[Work required] With nothing left out, give the data back exactly.

** Opening Data records block **

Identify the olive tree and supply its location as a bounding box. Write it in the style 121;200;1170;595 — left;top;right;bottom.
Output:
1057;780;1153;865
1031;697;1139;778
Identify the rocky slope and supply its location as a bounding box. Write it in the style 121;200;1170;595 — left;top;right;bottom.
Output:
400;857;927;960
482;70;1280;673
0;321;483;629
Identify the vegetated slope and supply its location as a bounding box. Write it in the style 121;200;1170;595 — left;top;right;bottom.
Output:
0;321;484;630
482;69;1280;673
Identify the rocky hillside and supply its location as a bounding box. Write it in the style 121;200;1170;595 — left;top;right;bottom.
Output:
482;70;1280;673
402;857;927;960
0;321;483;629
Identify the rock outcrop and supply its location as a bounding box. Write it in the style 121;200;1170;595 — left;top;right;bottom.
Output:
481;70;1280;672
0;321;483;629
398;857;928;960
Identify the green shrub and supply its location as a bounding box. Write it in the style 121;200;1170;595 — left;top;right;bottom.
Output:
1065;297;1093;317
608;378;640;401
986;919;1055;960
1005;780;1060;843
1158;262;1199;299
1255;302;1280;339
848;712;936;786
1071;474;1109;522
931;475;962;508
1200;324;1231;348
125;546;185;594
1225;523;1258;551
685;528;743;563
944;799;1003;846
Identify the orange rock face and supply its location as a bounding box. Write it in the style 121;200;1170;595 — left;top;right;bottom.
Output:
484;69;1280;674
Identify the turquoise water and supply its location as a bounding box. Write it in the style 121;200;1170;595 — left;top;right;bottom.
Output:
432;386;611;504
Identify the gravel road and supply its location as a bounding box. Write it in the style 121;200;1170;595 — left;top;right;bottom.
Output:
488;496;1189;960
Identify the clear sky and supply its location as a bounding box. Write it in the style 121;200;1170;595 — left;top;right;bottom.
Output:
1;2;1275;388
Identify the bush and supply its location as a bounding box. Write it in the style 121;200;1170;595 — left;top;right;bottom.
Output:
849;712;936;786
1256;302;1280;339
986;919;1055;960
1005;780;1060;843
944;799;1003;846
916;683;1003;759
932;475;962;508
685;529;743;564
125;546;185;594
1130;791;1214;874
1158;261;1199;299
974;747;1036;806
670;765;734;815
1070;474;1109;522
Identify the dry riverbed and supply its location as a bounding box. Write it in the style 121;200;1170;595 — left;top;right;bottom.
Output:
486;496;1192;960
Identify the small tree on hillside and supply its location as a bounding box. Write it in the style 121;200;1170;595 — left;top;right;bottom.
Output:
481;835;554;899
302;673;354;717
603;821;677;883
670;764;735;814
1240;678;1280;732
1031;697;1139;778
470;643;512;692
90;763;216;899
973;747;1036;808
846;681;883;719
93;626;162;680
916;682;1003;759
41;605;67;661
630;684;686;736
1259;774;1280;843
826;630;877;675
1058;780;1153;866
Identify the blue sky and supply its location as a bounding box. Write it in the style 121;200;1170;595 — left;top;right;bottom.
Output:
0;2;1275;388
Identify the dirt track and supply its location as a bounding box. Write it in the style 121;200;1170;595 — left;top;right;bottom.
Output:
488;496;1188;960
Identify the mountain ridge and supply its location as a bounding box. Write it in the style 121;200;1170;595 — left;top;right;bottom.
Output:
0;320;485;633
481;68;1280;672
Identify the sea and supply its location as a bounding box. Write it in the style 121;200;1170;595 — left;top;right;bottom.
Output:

** Closing Data records block **

[Answer for the task]
Identify the olive tree and supply its location as a bounding box. Write it in the style 121;200;1170;595 — left;top;right;bottom.
Output:
1057;780;1153;865
1031;697;1139;778
Identify the rocky slope and supply its location as a bounding box. Write it in the style 121;200;1170;595 — left;top;right;bottom.
Output:
400;857;927;960
482;70;1280;673
0;321;483;629
Identify the vegetated slope and supply its location as a bounding box. Write it in the style 121;200;1170;595 — left;top;right;bottom.
Output:
0;321;484;630
482;69;1280;673
Identify the rocky hillside and supply its location as a bounding box. Write it in the style 121;200;1170;595 — left;top;right;bottom.
Output:
482;70;1280;673
402;857;927;960
0;321;483;629
Identify the rock outcrop and supply its location as a bounding box. Write it in the style 121;200;1170;595 — left;top;right;bottom.
Output:
481;70;1280;672
0;321;483;629
398;857;928;960
Identify the green shrub and supply its location as a bounding box. Write it in the style 121;200;1170;595 — left;top;right;bottom.
Output:
1065;297;1093;317
608;378;640;401
986;919;1055;960
1005;780;1060;843
1158;262;1199;299
1255;302;1280;339
848;712;936;786
1071;474;1109;522
931;475;962;508
1200;324;1231;348
125;546;185;594
1225;523;1258;551
685;528;743;563
944;799;1003;846
Identify the orange rock face and supply its location as a bounding box. Write it in the style 121;200;1170;595 — left;top;right;bottom.
Output:
484;69;1280;674
Identify the turquoise water and supply its location as a bounding box. Write it in the style 121;200;1170;595 — left;top;right;bottom.
Output:
432;386;611;504
Identify the gravel road and supply its location as a bounding box. Write it in the style 121;200;1170;595 — left;top;right;bottom.
Output:
488;496;1189;960
Identify the clear sky and supply its location as a bounding box. Write it in the style 121;200;1170;595 — left;top;right;bottom.
Output:
1;2;1275;388
Identify the bush and supply its location as a bounding box. Write it in the style 121;200;1170;595 — left;top;right;bottom.
Output:
849;712;936;786
1256;302;1280;339
986;919;1055;960
1005;780;1060;843
944;799;1003;846
916;683;1003;759
932;475;962;508
685;529;743;564
125;546;185;594
1130;791;1214;874
1158;261;1199;299
974;747;1036;806
670;765;734;815
1070;474;1109;522
Identify the dry riverbed and supply its location as a bounding box. Write it in the style 121;200;1170;595 — left;top;right;bottom.
Output:
486;496;1192;960
Identify the small tree on hillside and supply its location as a bounding box. Write it in the style 121;200;1170;595 — left;top;right;bottom.
Output:
481;835;554;899
302;673;354;717
603;821;677;883
670;764;735;814
1240;678;1280;732
1031;697;1139;778
470;643;512;692
90;763;216;899
973;747;1036;808
846;681;883;719
93;626;162;680
916;682;1003;759
41;605;67;661
630;684;686;736
1259;774;1280;843
826;630;877;675
1058;780;1153;866
Identify the blue sky and supply its location as a bounding box. Write it in the style 121;200;1170;595 — left;top;right;bottom.
Output:
0;2;1275;388
Identify the dirt track and supply its location as a bounding box. Write it in the style 121;200;1170;595 — left;top;right;bottom.
Output:
488;496;1188;960
Identify the mountain ridge and supply its location as a bounding box. Write it in the style 121;200;1170;595 — left;top;right;bottom.
Output:
0;320;485;633
481;68;1280;672
Identify the sea and supply its location as a bounding box. Write it in the style 121;200;1170;595 — left;top;right;bottom.
Output:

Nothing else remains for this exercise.